##### TEXTO SELECIONADO #####

Com isso, em 10 de outubro de 1968, a 100 anos do início daquela luta pela independência, cuja primeira fase armada transcorreu entre 1868 e 1878, Fidel Castro pôde destacar “as circunstâncias extraordinariamente difíceis em que Martí levou a cabo a tarefa cultural e política que demandava a criação das condições necessárias para libertar Cuba do colonialismo, e do perigo ainda maior da absorção por um vizinho poderoso, cujas garras imperialistas começavam a desenvolver-se visivelmente”. (Castro Ruz, 1968)
Educar para a liberdade: a visão de José Martí para uma nova América
Estudar assim Martí a partir dele mesmo é uma tarefa de complexidade equivalente à de seu objeto de estudo. Nela, como diz Gramsci, sobressai a necessidade de entender que o objeto desse estudo é “o nascimento de uma concepção de mundo nunca exposta sistematicamente por seu fundador”, cuja coerência essencial deve ser buscada “não em cada escrito nem em cada série de escritos, e sim no desenvolvimento inteiro do variado trabalho intelectual que contém implícitos os elementos da concepção”.

##### REGISTROS LISTADOS #####

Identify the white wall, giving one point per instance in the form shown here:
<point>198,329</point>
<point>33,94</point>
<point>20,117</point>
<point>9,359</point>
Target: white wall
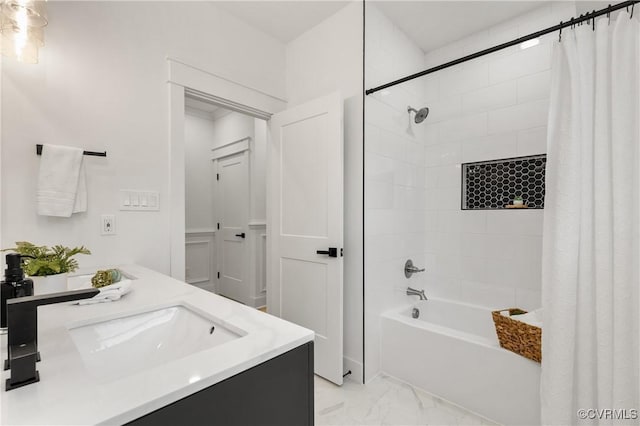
<point>489,108</point>
<point>199,134</point>
<point>101,84</point>
<point>394,174</point>
<point>327,58</point>
<point>494,107</point>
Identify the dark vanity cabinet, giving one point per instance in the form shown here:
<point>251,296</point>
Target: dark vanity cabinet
<point>276,392</point>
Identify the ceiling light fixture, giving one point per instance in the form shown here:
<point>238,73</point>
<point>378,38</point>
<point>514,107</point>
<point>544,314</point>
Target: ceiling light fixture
<point>21,29</point>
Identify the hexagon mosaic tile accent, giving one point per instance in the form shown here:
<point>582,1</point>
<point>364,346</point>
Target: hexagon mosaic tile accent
<point>494,185</point>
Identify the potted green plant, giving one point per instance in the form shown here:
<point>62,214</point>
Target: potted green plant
<point>48,267</point>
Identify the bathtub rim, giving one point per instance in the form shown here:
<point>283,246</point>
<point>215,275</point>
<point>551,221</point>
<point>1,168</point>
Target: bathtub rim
<point>403,314</point>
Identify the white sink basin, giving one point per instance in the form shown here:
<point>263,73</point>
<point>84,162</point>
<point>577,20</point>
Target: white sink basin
<point>123,346</point>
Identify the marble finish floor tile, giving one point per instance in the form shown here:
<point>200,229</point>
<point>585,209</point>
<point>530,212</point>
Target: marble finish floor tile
<point>385,401</point>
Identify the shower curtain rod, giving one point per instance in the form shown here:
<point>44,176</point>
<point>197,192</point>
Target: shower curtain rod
<point>511,43</point>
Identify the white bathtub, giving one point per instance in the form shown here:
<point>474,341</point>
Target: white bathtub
<point>452,351</point>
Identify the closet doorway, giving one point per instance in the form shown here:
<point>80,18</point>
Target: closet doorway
<point>225,210</point>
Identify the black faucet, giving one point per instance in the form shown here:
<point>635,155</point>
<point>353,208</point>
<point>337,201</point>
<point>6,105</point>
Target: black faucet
<point>22,327</point>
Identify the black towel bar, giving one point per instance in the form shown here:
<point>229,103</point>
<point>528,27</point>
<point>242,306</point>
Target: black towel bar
<point>92,153</point>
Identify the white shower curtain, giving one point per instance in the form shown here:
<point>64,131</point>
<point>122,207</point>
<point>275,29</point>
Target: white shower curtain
<point>590,289</point>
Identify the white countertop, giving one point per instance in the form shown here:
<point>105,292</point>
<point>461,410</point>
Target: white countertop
<point>69,394</point>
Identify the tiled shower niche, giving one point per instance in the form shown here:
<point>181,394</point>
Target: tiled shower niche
<point>493,185</point>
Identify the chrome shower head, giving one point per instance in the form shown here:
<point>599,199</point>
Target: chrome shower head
<point>421,114</point>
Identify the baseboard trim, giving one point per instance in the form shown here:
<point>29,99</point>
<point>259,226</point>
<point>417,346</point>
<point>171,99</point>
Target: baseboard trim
<point>355,367</point>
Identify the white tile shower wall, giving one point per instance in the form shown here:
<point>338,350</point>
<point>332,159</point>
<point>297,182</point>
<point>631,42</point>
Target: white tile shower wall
<point>396,196</point>
<point>493,107</point>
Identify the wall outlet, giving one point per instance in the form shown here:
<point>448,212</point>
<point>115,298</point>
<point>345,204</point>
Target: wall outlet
<point>107,224</point>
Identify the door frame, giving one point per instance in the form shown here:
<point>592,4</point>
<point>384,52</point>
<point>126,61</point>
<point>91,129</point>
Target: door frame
<point>187,79</point>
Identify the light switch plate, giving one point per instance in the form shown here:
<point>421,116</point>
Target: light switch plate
<point>107,224</point>
<point>139,200</point>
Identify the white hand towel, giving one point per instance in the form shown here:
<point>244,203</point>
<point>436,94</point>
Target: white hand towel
<point>62,188</point>
<point>109,293</point>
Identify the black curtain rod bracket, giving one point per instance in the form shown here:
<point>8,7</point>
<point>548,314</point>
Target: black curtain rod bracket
<point>90,153</point>
<point>570,23</point>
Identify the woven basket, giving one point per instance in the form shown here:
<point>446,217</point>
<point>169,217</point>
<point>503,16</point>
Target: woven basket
<point>517,336</point>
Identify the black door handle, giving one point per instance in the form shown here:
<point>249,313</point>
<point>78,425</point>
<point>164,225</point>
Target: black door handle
<point>332,252</point>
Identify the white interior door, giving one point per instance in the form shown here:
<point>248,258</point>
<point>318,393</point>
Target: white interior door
<point>232,205</point>
<point>304,217</point>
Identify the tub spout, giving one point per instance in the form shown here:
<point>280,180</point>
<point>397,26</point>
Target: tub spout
<point>414,292</point>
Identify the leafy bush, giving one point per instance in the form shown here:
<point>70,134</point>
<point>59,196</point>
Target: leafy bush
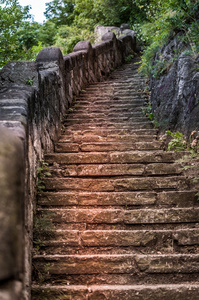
<point>178,143</point>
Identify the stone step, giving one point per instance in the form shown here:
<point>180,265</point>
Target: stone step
<point>122,216</point>
<point>110,170</point>
<point>130,264</point>
<point>133,138</point>
<point>114,157</point>
<point>107,147</point>
<point>104,126</point>
<point>139,128</point>
<point>109,110</point>
<point>121,122</point>
<point>109,101</point>
<point>116,184</point>
<point>158,240</point>
<point>132,199</point>
<point>186,291</point>
<point>112,115</point>
<point>107,106</point>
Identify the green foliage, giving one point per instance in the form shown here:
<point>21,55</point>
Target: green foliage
<point>129,58</point>
<point>147,111</point>
<point>42,173</point>
<point>68,36</point>
<point>170,18</point>
<point>29,82</point>
<point>60,12</point>
<point>11,16</point>
<point>178,143</point>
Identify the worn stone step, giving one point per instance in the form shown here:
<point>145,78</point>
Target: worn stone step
<point>76,127</point>
<point>88,121</point>
<point>109,110</point>
<point>107,147</point>
<point>117,184</point>
<point>137,199</point>
<point>122,216</point>
<point>112,138</point>
<point>158,156</point>
<point>113,131</point>
<point>108,106</point>
<point>158,240</point>
<point>112,101</point>
<point>118,264</point>
<point>111,170</point>
<point>122,292</point>
<point>105,114</point>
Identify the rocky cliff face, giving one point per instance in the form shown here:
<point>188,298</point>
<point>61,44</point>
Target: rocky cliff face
<point>175,91</point>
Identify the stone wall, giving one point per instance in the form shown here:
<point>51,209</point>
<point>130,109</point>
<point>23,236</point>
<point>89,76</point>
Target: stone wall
<point>175,94</point>
<point>34,98</point>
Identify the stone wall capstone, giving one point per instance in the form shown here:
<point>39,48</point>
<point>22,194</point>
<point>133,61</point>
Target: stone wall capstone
<point>34,99</point>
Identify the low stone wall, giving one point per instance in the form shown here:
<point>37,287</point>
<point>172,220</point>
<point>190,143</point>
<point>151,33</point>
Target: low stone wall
<point>34,98</point>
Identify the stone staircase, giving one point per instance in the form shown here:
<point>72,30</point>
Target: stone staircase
<point>123,218</point>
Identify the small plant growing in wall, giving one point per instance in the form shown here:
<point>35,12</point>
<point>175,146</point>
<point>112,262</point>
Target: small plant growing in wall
<point>147,111</point>
<point>42,173</point>
<point>190,161</point>
<point>177,143</point>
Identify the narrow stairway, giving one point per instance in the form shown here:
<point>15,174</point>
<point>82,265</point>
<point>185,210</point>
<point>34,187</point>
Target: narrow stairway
<point>120,220</point>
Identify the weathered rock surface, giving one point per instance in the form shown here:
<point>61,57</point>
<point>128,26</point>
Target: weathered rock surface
<point>175,94</point>
<point>124,217</point>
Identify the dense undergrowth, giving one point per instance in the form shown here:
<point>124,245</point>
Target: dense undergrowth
<point>70,21</point>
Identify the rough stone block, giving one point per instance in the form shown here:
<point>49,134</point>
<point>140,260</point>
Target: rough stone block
<point>11,205</point>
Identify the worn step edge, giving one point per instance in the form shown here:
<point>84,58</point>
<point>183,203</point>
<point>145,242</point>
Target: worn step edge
<point>122,216</point>
<point>188,291</point>
<point>158,156</point>
<point>119,263</point>
<point>174,198</point>
<point>123,238</point>
<point>107,147</point>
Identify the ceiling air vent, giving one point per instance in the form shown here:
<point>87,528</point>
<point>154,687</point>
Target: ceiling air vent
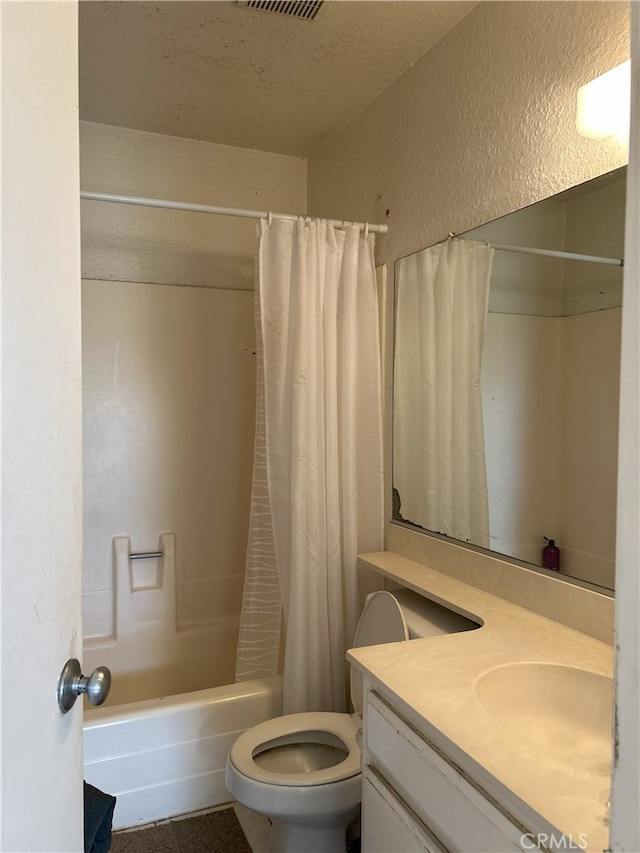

#####

**EXERCÍCIO:** Escreva a continuação do texto sobre José Martí, começando logo após a última frase.

**RESPOSTA:**
Isso, acrescenta ele, demanda “um trabalho filológico minucioso, com o máximo escrúpulo de exatidão, de honradez científica, de lealdade intelectual, de eliminação de todo conceito prévio, apriorismo ou partidarismo”, para facilitar a tarefa de “reconstruir […] o processo de desenvolvimento intelectual do autor submetido a estudo”,
Dessa seleção resultará “uma série de ‘resíduos’, de doutrinas e teorias parciais pelas quais o pensador pode ter sentido em algum momento certa simpatia, a ponto de aceitá-las provisoriamente e utilizá-las para seu trabalho crítico ou de criação histórica e científica”. Assim ocorre, por exemplo, no caso do entusiasmo com que Martí acolheu as ideias do economista Henry George, diferente de seu compromisso vital com a visão de mundo do filósofo transcendentalista Ralph Waldo Emerson.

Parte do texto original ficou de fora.